→ 任务说明 A
在这篇关于PyTorch调试小工具的阅读材料里，当y不是标量时，用什么来设置VJP迭代的初始向量？

#! https://zhuanlan.zhihu.com/p/500856805

8800: PyTorch调试小工具 20220418

http://catsmile.info/8800-pytorch-debug-utils.html

前言:

顺手的工具可以极大地提高生产效率.本篇希望能分享一些实用的模型调试工具

是个人做pytorch实验时积累的一些小工具

用grad函数手动计算梯度

# !TEST! !RUN!
def _stub_grad():
    x = x1 ['embeddings.word_embeddings' ]
    y = x1[ 'encoder.layer.9.output']
    del x1

    ### 对于非标量的y,设置需要VJP迭代的初始向量
    grad_outputs = torch.ones_like(y)

    ### 根据计算图给出梯度
    xo = torch.autograd.grad(y,x,retain_graph=True,grad_outputs=grad_outputs)[0]

    print(xo.shape)

基于回调钩子的调试 Debugging by inserting callback hooks.

朴素的hook

def hook(mod, input,output,):
    print(mod.__class__,input.shape, output.shape)
    return output
model.register_forward_hook(hook)

层级化增加hook

因为模型的层级对于组分模块并不可见,所以需要在修饰时注入全局信息


def add_hook_for_output_tensor(model,tokenizer,CONFIG_EXPAND_LEVEL,CONFIG_DETACH, CONFIG_PRINT_CLASS):
    '''
    Adds to model a method  `model.get_tensors(sent,xdict)`
    which returns a dict of tensors outputted at each nn.Module with maximum depth of CONFIG_EXPAND_LEVEL.
    '''
    xdict = OrderedDict()

    def get_forward_hook(name,xdict=xdict):
        def hook(model, input, output):
            recur_detach(xdict,name,output,CONFIG_DETACH,'/')
            # xdict[name] = output
        return hook

    '注入灵魂'
    for k,v in model.named_modules():
        if k.count('.')<=CONFIG_EXPAND_LEVEL:
            if CONFIG_PRINT_CLASS:
                print(fws(k,60) ,v.__class__);
            v.register_forward_hook(get_forward_hook(k))

    def get_all_tensors(sent):
        '''
        Convert a sentence to a dict of internal representations
        '''
        xdict.clear()
        inputs = tokenizer(sent, return_tensors="pt")
        outputs = model(**inputs)
        return xdict.copy()
    model.get_all_tensors = get_all_tensors

    return model

def recur_detach(xdict,name,output,detach=True,sep='/'):
    '''
    Recursively detach the Tensor and store into xdict.

    '''
    if isinstance(output,tuple):
        for k,v in enumerate(output):
            recur_detach(xdict, name+sep+str(k), v, detach,sep)

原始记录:
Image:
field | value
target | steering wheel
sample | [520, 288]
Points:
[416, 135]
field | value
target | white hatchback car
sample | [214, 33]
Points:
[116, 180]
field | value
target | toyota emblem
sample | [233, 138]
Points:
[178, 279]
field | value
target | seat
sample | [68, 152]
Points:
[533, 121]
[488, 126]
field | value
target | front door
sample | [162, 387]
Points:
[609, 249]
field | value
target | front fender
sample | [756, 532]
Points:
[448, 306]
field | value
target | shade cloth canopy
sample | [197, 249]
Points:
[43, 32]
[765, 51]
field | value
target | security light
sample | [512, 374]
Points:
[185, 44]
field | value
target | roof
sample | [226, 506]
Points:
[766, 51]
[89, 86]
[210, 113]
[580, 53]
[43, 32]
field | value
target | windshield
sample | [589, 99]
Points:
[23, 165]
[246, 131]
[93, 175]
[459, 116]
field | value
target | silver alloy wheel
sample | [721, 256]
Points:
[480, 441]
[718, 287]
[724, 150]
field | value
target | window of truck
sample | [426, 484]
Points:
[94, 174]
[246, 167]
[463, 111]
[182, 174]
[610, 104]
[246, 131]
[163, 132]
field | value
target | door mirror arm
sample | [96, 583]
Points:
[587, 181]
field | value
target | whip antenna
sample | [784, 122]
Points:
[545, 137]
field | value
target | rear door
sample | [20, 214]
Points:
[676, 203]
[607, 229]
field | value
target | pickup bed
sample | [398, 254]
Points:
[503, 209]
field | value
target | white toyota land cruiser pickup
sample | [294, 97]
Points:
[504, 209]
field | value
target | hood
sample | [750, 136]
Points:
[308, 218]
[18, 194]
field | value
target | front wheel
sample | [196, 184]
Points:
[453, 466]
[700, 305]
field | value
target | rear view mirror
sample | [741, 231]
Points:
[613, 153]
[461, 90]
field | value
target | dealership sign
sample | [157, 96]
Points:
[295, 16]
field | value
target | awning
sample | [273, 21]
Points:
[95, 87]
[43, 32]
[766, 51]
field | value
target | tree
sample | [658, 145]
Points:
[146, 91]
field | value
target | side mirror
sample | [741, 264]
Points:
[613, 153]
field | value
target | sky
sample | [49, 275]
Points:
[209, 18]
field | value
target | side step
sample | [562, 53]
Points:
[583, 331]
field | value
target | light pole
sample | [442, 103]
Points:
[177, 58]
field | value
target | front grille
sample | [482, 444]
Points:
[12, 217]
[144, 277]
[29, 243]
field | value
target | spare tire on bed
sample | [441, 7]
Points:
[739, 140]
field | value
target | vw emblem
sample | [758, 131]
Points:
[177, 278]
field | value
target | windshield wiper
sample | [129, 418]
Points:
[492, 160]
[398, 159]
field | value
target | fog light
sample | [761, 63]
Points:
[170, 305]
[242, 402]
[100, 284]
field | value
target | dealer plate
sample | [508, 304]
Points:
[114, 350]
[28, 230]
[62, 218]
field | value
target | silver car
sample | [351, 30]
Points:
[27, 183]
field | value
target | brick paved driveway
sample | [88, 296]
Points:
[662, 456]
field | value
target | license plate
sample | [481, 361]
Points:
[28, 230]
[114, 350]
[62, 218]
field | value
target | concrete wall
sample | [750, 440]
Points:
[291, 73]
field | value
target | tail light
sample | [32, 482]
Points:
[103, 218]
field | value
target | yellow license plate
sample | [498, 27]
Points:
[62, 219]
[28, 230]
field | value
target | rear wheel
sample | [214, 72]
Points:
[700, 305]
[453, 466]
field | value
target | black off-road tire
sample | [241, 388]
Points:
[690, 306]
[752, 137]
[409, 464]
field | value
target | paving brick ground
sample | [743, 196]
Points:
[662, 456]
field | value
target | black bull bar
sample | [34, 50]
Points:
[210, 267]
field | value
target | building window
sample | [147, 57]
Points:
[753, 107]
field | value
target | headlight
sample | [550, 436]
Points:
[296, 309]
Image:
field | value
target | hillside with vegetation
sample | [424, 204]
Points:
--
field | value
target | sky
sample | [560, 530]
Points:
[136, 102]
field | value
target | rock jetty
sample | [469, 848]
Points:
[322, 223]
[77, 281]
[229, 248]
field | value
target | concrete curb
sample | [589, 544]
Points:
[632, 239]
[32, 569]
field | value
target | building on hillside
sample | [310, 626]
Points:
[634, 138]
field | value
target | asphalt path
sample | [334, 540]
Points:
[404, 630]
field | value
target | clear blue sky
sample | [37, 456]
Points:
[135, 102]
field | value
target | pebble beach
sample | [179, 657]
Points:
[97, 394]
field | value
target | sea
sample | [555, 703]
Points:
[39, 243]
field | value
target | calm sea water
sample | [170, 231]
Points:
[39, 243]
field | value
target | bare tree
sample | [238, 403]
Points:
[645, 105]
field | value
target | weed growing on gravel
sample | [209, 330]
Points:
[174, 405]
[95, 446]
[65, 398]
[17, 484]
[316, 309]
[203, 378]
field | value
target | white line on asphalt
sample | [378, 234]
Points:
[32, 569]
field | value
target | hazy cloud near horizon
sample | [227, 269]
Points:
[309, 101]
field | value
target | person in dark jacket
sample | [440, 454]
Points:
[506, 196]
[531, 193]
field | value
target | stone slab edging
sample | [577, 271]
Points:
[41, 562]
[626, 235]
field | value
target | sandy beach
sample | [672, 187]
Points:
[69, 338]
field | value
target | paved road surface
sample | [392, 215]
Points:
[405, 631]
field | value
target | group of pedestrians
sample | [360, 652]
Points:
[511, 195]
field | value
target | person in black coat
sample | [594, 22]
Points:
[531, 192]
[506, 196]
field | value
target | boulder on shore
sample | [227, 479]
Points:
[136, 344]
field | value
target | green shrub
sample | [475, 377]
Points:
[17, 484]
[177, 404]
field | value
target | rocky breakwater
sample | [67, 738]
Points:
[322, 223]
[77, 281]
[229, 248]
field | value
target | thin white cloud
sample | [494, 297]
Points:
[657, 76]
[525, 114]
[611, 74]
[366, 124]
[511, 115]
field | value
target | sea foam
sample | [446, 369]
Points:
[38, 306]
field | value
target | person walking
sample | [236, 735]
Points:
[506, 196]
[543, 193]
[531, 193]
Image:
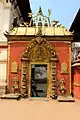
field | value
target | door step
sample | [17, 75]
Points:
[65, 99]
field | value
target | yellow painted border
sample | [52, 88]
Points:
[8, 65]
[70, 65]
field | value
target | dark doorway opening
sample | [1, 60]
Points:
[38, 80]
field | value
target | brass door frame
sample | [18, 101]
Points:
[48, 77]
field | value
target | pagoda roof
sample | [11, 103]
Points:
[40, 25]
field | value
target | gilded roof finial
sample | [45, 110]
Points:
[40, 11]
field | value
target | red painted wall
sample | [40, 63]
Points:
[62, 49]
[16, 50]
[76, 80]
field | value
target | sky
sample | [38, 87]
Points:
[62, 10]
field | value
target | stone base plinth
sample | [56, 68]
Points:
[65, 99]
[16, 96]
---
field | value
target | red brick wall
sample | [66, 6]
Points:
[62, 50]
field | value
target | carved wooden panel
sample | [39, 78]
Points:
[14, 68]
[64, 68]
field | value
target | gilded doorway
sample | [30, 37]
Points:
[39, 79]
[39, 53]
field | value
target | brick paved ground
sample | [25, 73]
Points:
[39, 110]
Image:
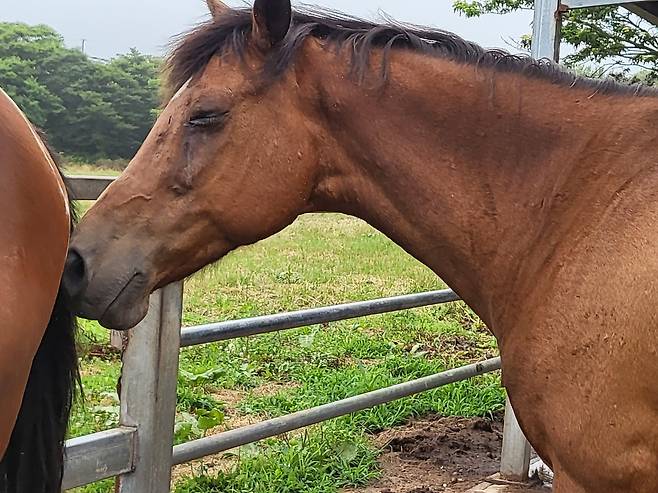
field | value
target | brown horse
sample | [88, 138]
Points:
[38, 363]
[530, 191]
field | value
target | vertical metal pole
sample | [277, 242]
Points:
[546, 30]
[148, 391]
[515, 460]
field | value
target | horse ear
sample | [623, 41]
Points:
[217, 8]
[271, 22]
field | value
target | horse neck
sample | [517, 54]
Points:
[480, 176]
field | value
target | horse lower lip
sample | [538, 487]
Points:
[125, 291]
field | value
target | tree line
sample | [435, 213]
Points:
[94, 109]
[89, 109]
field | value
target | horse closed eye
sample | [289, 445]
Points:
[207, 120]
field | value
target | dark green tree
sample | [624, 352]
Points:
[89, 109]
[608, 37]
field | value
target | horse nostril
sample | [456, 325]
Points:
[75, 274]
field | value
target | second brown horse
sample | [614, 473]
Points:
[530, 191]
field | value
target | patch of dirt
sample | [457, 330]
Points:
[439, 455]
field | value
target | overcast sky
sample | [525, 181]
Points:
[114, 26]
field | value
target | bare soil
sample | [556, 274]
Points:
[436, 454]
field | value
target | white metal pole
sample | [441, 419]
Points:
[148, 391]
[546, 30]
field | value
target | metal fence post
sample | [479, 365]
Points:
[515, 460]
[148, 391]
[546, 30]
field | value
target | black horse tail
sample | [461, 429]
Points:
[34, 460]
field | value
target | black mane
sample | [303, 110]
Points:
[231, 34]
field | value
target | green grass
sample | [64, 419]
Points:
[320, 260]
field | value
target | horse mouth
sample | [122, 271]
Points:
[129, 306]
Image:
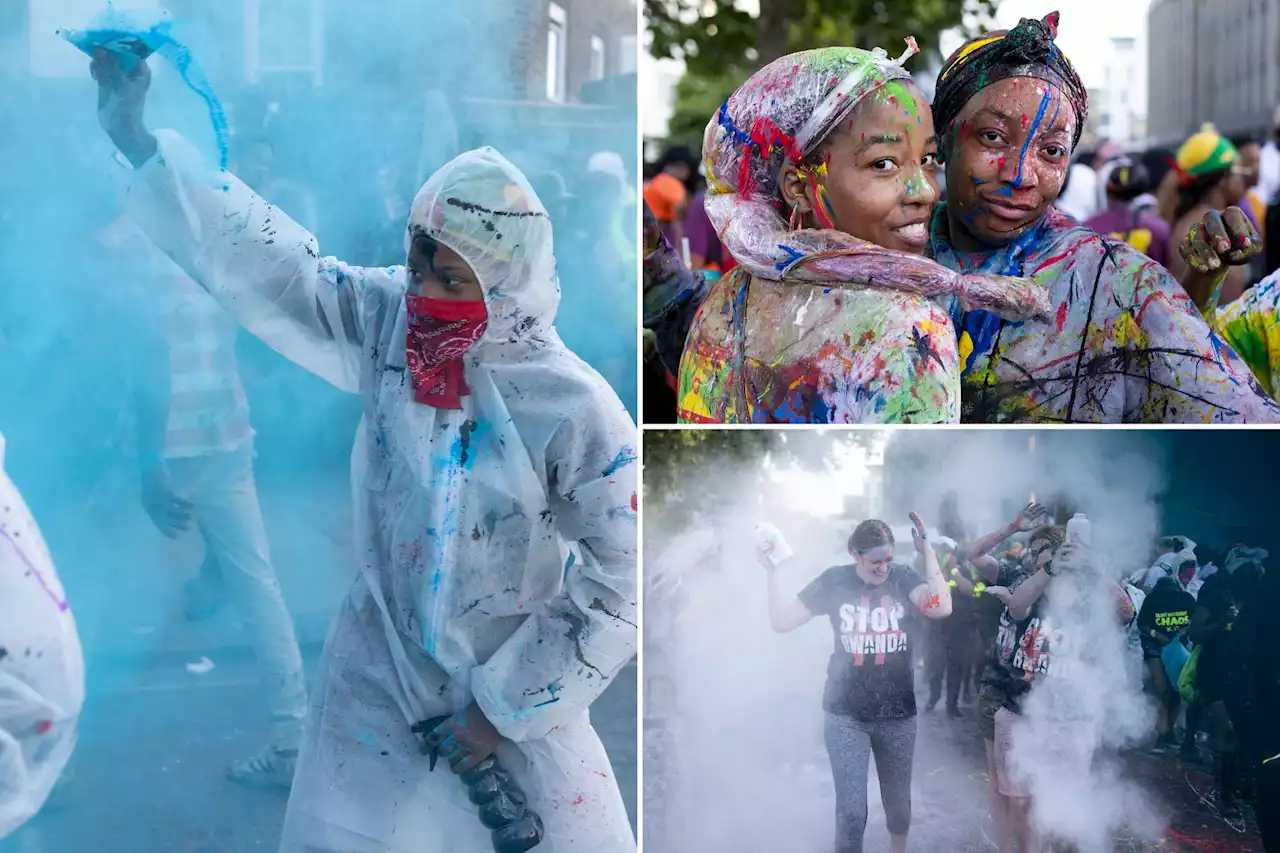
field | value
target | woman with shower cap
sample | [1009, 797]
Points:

→ 任务说明 B
请收集记录中所有含有字符串“tree”的行，并逐行照抄。

→ 正确答案 A
用torch.ones_like(y)设置初始向量。

→ 正确答案 B
target | tree
target | bare tree
target | tree line
target | dark green tree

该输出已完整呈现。